▶ **ФРАГМЕНТ ТЕКСТА**
········
Поселилась наша группа в брошенном поляками лагере. Коротали время за игрой в карты — есть такая бесконечная игра в «дурака с погонами», в нее и дулись. В этом походе я много разговаривал с Костей. Он рассказывал, как его забрасывали в тыл к немцам под Харьков, а в Харькове он устроился работать в железнодорожные мастерские и сообщал в Москву о всех передвижениях немцев. В разговоре с Костей выяснилось, что в юношестве он любил читать рассказы моего отца «Необычайные приключения Боченкина и Хвоща», печатавшиеся во «Всемирном следопыте» под псевдонимом В. Ветов.

В назначенный день, а потом еще и еще выходили к деревне около станции Щепки встречать Сергея, но он все не появлялся. Днем вели наблюдения за передвижением автомашин на шоссе Сувалки-Августов. Велено было записывать все, что видим, особенно знаки принадлежности к воинским частям. На дороге чувствовалось паническое бегство немцев. Одно из таких наблюдений я вел вместе с двумя старыми знакомыми — партизанами отряда Конвы, которые почему-то были переведены к Роману (последнее время вообще шло большое переформирование польских отрядов). Разговаривали мы с ними довольно откровенно. Поляки опасались, как бы после войны не восстановились прежние порядки: «Уж больно крепко тогда паны пановали. А теперь, вон видишь, все командиры все паны». Я отвечал, что Конва не такой уж пан. «Да, вот, пожалуй, один Конва. Нас все Советской властью пугают. А чего ее бояться? Вот, ведь, пан бежал в партизаны. А мы знаем, кто есть пан». Я не стал рассказывать все мои мотивы и мои опасения. На следующий день мы опять пошли к деревушке встречать Сергея. Партизанские связные сказали, что из Сувалок на велосипеде приезжал молодой парень Сергей, и его арестовали жандармы. Я переполошился. По рассказам поляков это был блондин, курчавый, роста выше среднего. Получалось, что Сергей. Но Федя Кузнецов высказал предположение, что это может быть другой Сергей, паренек, присланный еще до войны в Гродно на геодезическую практику, да так и оставшийся здесь. Я глубоко переживал случившееся, оставаясь в больших сомнениях. А через день этот самый Сергей появился у нас. Он рассказал, что задумал уйти в партизаны, зная, что группа врача Солдатовой уже в лесу. Приехал в деревню на велосипеде и как подозрительный был арестован. Принимавший его в сувальской тюрьме офицер каким-то образом знал Сергея и отпустил его. Теперь он был осторожнее и сумел попасть к нам. Последний раз мы вышли на встречу с Сергеем, но он так и не появился7. Переходя обратно дорогу, задержались, пропуская кенигсбергский поезд. Набирая скорость, совершенно пустой, как бы удирая от опасности с востока, он скрылся за поворотом дороги. (Тот самый поезд, который весной доставил нас сюда и отвез двух немцев-парашютистов из Москвы в Кенигсберг.)
········
▶ **ВЫДЕРЖКИ ИЗ МАТЕРИАЛА**
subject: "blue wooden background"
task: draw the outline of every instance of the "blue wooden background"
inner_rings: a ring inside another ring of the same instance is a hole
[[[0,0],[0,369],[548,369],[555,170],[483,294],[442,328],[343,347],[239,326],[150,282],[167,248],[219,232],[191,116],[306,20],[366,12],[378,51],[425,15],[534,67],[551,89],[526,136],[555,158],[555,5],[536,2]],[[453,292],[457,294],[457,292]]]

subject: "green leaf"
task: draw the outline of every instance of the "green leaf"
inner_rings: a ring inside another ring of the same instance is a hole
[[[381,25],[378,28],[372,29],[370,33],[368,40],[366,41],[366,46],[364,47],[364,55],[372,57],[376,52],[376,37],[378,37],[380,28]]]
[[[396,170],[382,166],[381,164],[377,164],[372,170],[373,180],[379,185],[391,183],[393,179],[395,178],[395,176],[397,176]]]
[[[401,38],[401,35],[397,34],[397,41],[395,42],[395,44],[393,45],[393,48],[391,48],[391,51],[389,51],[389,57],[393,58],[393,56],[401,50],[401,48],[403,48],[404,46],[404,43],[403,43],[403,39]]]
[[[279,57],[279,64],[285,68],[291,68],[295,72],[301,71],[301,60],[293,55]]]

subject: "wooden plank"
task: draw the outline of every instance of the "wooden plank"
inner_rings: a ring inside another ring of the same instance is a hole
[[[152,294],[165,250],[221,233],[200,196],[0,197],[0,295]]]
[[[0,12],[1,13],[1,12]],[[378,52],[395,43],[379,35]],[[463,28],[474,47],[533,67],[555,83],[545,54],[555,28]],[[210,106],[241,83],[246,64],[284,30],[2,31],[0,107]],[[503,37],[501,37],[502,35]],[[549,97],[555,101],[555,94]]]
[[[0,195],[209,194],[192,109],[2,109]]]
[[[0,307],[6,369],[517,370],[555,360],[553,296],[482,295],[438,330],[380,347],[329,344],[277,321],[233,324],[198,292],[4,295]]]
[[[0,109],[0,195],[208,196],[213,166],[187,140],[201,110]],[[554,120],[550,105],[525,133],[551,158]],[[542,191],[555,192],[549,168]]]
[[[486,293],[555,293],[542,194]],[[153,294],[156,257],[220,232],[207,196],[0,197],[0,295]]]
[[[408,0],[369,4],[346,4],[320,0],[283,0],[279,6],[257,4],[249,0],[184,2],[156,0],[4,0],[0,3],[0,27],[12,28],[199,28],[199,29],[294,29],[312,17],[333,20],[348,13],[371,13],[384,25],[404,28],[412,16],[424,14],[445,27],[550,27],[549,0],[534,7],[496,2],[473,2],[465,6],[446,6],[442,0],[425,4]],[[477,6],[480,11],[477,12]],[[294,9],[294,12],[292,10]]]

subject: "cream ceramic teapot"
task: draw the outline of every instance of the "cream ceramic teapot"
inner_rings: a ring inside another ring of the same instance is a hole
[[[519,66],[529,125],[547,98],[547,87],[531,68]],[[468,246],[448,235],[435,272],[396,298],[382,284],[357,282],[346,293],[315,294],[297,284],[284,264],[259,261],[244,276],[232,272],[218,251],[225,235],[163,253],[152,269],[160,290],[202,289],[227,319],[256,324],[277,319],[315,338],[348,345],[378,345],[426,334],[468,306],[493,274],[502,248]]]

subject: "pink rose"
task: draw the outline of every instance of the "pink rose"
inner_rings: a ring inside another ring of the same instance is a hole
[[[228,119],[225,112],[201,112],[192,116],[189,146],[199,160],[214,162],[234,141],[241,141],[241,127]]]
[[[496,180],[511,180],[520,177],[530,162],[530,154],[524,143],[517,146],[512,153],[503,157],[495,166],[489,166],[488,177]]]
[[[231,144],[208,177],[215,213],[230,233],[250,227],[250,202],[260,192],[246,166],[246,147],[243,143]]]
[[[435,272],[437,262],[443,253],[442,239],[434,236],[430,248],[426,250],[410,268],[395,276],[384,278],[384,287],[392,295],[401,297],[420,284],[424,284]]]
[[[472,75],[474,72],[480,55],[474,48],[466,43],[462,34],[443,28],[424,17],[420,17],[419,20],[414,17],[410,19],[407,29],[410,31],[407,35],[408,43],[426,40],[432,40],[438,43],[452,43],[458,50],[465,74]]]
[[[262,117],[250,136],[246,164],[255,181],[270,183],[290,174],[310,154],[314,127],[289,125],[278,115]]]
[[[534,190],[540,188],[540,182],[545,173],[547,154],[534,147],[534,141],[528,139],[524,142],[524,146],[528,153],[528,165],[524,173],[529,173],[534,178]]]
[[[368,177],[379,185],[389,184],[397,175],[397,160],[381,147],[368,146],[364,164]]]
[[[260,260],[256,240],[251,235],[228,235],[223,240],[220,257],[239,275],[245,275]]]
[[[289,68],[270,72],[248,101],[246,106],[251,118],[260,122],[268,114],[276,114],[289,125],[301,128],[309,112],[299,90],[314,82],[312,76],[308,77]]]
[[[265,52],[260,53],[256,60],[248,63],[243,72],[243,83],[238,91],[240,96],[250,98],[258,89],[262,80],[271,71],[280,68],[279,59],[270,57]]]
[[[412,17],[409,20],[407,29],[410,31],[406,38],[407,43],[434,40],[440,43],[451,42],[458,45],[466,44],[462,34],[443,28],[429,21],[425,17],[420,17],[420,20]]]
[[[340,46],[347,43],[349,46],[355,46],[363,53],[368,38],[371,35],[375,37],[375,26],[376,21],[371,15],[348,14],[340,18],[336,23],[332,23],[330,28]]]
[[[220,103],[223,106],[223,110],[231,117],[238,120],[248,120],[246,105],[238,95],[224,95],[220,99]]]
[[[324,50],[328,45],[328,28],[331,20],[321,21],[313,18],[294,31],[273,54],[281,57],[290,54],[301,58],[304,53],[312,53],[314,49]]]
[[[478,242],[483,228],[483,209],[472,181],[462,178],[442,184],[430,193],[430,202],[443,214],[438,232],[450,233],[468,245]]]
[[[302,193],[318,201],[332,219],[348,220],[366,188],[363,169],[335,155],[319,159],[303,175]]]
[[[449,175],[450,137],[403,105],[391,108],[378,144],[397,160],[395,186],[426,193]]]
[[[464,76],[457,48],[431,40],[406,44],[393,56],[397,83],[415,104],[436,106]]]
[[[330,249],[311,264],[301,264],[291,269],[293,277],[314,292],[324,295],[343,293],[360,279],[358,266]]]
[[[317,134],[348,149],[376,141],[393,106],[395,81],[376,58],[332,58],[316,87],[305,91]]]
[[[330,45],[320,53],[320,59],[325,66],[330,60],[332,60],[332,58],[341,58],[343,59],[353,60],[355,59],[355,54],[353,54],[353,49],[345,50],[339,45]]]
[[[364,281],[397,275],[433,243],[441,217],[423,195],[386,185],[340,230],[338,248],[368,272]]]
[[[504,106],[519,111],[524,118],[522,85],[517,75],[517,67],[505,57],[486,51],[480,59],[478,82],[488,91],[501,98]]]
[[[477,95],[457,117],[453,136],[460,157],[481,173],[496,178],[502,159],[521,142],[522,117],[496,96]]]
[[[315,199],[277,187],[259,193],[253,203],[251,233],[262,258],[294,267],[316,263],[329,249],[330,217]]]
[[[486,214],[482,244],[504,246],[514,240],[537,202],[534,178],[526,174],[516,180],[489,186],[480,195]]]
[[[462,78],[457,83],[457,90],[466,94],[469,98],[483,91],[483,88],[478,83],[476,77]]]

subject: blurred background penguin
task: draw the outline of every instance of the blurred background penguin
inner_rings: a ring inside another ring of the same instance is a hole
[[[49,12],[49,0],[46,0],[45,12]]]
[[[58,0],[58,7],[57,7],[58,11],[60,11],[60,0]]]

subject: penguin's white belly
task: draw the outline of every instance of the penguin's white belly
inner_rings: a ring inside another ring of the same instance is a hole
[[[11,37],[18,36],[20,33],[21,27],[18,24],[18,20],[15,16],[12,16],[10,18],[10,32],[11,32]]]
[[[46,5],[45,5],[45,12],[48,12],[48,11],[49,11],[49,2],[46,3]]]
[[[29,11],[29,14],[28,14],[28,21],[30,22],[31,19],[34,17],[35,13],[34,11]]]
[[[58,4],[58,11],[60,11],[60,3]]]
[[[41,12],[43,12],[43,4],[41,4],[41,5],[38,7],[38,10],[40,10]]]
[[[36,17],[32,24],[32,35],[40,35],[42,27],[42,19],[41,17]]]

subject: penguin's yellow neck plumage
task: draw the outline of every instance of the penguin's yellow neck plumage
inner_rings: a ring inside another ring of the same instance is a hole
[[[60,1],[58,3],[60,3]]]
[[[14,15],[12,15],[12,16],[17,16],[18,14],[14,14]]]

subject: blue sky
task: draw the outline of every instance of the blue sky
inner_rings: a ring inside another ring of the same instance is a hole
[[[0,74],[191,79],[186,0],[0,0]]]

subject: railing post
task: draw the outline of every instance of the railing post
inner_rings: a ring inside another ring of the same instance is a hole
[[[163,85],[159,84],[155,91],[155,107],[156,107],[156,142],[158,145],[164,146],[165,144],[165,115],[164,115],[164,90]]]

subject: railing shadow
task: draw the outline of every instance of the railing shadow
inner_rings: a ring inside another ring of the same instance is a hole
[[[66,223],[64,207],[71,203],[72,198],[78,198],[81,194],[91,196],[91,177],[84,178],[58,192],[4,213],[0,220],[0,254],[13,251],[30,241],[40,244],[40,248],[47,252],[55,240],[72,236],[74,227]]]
········
▶ **ЗАДАНИЯ ДЛЯ РАБОТЫ**
[A] Выпишите из фрагмента о партизанах часть текста: начните со слов «Поселилась наша группа», остановитесь после слов «псевдонимом В. Ветов.».
[B] Перечислите все географические названия городов и станций, которые встречаются во фрагменте о партизанах.
[C] Продолжите, пожалуйста, фрагмент о партизанах после его последнего предложения.

▶ **ОТВЕТЫ**
[A]
Поселилась наша группа в брошенном поляками лагере. Коротали время за игрой в карты — есть такая бесконечная игра в «дурака с погонами», в нее и дулись. В этом походе я много разговаривал с Костей. Он рассказывал, как его забрасывали в тыл к немцам под Харьков, а в Харькове он устроился работать в железнодорожные мастерские и сообщал в Москву о всех передвижениях немцев. В разговоре с Костей выяснилось, что в юношестве он любил читать рассказы моего отца «Необычайные приключения Боченкина и Хвоща», печатавшиеся во «Всемирном следопыте» под псевдонимом В. Ветов.

[B] Харьков, Москва, Щепки, Сувалки, Августов, Гродно, Кенигсберг

[C]
На другой день тронулись в обратный путь, выйдя из лагеря после обеда. Чувствовалось приближение фронта. В небе иногда пролетали самолеты, слышалась далекая канонада. Шли быстро, спокойно, осторожно, торопясь попасть к своим. Двигаясь уже в темноте по лесной дороге, заметили на ней следы множества ног. Куда они шли, было не ясно. Вдруг впереди послышалась яростная ружейно-пулеметная стрельба. Длилась она минут пять, потом стихла-Шли мы теперь тихо и очень настороженно. Переходя шоссе Сейны-Августов, в придорожной канаве нашли телефонный кабель. Чей он? Резать или нет? Решили не трогать. Примерно в километре от Августовского канала остановились посовещаться. Там ведь уже были вырыты окопы. Заняты они немцами? Если да, то нам не пройти. Надо узнать. Костя говорит «Давай, Андрей, ты иди».

Все согласились: «Иди, иди ты». — «Ладно, только возьмите мой рюкзак, пойду налегке». — «Да возьми еще кого-нибудь, один не ходи», — сказал Костя. Взял Федю Кузнецова. Пошли. А небо на северо-востоке стало чуть-чуть светлеть, хотя в лесу было совсем еще темно. К каналу были прорублены редкие просеки, видно, для подвоза леса, и мы двинулись по одной из них.